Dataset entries
•••
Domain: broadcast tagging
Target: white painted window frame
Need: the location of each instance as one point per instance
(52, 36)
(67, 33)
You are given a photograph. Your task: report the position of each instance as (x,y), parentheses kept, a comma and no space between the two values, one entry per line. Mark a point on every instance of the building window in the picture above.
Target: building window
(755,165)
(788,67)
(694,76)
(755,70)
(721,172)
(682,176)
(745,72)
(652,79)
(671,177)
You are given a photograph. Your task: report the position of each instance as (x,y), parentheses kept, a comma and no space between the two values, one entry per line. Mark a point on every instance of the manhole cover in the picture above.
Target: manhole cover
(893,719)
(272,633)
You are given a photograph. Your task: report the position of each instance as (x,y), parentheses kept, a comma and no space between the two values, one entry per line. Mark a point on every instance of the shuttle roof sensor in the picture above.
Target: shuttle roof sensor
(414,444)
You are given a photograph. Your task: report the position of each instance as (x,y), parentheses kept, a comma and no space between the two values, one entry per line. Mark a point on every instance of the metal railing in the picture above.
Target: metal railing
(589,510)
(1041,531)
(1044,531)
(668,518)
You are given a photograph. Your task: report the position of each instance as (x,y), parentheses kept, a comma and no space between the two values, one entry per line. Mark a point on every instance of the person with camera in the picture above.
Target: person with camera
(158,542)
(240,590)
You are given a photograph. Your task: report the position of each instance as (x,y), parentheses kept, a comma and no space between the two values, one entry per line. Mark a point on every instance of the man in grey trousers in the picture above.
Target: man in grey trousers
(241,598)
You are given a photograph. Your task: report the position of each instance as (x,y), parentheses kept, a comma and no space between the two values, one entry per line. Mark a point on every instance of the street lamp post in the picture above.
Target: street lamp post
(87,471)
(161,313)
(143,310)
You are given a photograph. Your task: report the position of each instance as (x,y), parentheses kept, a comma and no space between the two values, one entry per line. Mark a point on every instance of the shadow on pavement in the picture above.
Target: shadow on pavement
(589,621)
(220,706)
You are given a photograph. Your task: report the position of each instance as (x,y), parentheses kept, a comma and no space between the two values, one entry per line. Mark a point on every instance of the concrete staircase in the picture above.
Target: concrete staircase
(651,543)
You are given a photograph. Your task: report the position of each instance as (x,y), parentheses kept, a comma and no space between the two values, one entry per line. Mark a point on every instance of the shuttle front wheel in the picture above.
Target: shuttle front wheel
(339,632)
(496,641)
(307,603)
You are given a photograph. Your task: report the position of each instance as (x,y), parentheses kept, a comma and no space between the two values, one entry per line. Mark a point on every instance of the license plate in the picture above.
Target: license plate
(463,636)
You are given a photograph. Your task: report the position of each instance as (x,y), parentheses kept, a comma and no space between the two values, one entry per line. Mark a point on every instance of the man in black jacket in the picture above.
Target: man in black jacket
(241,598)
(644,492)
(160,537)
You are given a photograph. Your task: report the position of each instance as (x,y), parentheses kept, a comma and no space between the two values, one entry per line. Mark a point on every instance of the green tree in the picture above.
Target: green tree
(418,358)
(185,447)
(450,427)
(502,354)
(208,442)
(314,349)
•••
§ **Try it**: Nothing but the lines from the one with "Target: license plate" through the last line of the records above should be retyped, and those word for word.

§ **Result for this task**:
Target: license plate
(463,636)
You are given a photograph. Your task: report the position of each instance as (x,y), parentheses kept, a comma and no space between the two values, one entry per line. Mark a point on every instance of the man in black jacket in the picture above.
Target: man in black jacket
(241,598)
(644,492)
(160,537)
You are given a photograph. Your task: report the position of each instance as (x,y), parentheses kept, a comma and no space between the two values, one entry per line. Mark a point on every instance of the green tree in the picture above.
Target: green tree
(418,358)
(185,447)
(450,427)
(502,354)
(208,442)
(314,349)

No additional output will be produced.